— start Source text —

I had the opportunity to see the film Punjab 1984. I almost decided not to go based on the reviews I saw online which claimed the film defamed the Khalistan movement and made Sikh fighters look like villains.
I’m glad I went anyways. I found the film to be thoughtful and able to present a nuanced picture of what took place.
I feel that those who found the film to be offensive perhaps haven’t lived through those days or aren’t familiar with what happened and how. It could be a case of looking at the Movement with rose-colored glasses or trying to understand it as a simple binary of Good Guys-Khalistanis, Bad Guys-Punjab Police & Indian Government.
Things were never so simple.
—Punjab 1984 isn’t a propaganda film for the Khalistan Movement, nor should we have expected it to have been. That having been said, I believe the film is positive towards the Movement and Daljit’s character, Shivjit Singh (Shiv) is a strong protagonist.
Like the main character in the film, many of the young men who joined the Movement were initially not particularly ideological or often even all that religious. They were pushed into taking up arms by circumstances and the fact that there were few alternatives available to them.
The story in Punjab 1984 is one that happened all across Punjab. Family disputes, land disputes and other business disputes became thrown into and interwoven with the ongoing insurgency. Some people joined a Jathebandi to ensure their security or because a rival had joined another Jathebandi. In many disputes about money or land, one side paid the police to frame their rivals in order to get rid of them.
Shiv is one such young man. A neighbor takes advantage of the situation in Punjab to use the Punjab Police to intervene in a land dispute. Shivjit Singh is tortured and sent to be eliminated in a fake encounter by the corrupt police officer.
After escaping police custody Shiv joins a Kharku group whose leader (Sukhdev Singh) is fiery and speaks passionately about Khalistan but in his personal life he clearly is not a Gursikh. The leader, Sukhdev, engages in some actions which are clearly not justifiable according to Sikhi. In a scene depicting a meeting of Kharku leaders, there are serious disagreements and internal bickering.
That too is not an unusual story. Many prominent leaders of the Khalistan Movement such as Dr. Sohan Singh or Wassan Singh Zaffarwal have now been accused of being government moles who derailed the movement. It is a also an unavoidable reality that the Khalistan Movement was internally very divided and many leaders did not get along. The repeated formation and division of the Panthik Committees and the formation of countless splinter groups is a illustrative of that.
The plight of Shiv who does not agree with the way in which his leadership is taking the movement is also not unusual. In my discussions with families of young Sikhs who joined the Khalistan Movement for ideological reasons, I have been told more than once that the young Singh’s felt disappointed that not everything they saw was what they had expected or in accordance with the principles of Sikhi.

— end Source text —
— start Entries shown —

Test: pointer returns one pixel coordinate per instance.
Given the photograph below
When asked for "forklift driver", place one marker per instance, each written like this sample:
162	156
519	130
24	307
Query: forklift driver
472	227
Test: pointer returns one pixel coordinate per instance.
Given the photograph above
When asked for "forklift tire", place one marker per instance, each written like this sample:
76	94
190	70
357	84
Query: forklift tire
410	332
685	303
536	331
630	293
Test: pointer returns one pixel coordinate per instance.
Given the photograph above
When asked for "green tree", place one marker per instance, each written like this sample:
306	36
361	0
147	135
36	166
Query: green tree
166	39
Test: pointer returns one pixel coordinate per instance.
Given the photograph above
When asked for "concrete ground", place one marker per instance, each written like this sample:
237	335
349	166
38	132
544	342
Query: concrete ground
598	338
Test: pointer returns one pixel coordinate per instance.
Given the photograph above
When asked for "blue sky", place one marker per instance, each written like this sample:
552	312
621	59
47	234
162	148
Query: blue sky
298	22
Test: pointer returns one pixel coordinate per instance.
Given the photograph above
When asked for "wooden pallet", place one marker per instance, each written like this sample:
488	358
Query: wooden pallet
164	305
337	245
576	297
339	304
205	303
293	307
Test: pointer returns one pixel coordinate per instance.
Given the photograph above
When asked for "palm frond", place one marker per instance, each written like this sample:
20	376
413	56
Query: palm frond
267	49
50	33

— end Entries shown —

▸ **Written tasks**:
• a. Condense the paragraph of the Punjab 1984 review that begins "The story in Punjab 1984 is one that happened" into a short bulleted list that keeps its main facts.
• b. Write the next few paragraphs of the Punjab 1984 review, picking up right after its final sentence.

▸ **Answers to each task**:
• a.
- The film's story happened all across Punjab.
- Family, land and business disputes got tangled up with the insurgency.
- Some people joined a Jathebandi for their own security, or because a rival had joined another one.
- In many disputes over money or land, one side paid the police to frame its rivals and get rid of them.

• b.
While many of us automatically assume that anything that went wrong in the Khalistan Movement was a result of government infiltration, the reality is not as simple. While government agencies heavily infiltrated the Khalistan Movement, there were many individuals who got involved for self-interest. There was a criminal element who took on the mantle of Khalistan to continue their pursuits. And there were those who may have got involved with good intentions but were corrupted along the way. Not every Kharku was a Gursikh or behaved in a way that was consistent with the principles of Sikhi. This element of the Movement cannot be dismissed simply as a fringe, but played a major part and was also instrumental in its failure. Punjab 1984 shows some of that reality.
Some commentators have expressed outrage that the film showed Hindus being killed by “kharkus”. In fairness, the killings in the film are carried out by goons who are clearly not ideologically motivated fighters. Such incidents are also unfortunately a reality of what happened in Punjab.
I have read some commentary which claims no innocent Hindus were ever killed by the Movement. I think that sentiment is actually a positive reflection, if not a misguided one, as it shows that Sikhs continue to abhor the killing of innocents.
In reality, the killing of Hindus and non-Punjabi laborers was not a one-off occurrence. Those involved in these killings were sometimes blinded by hatred and the argument that “Hindus” had killed Sikhs in Delhi and other cities in November 1984. There was also a strain of thought among some that driving Hindus out of Punjab would speed the formation of Khalistan. This angle has been covered by several books, including the novel Kundliay Sup by Amardeep Singh Amar, a very well known and respected Khalistani writer.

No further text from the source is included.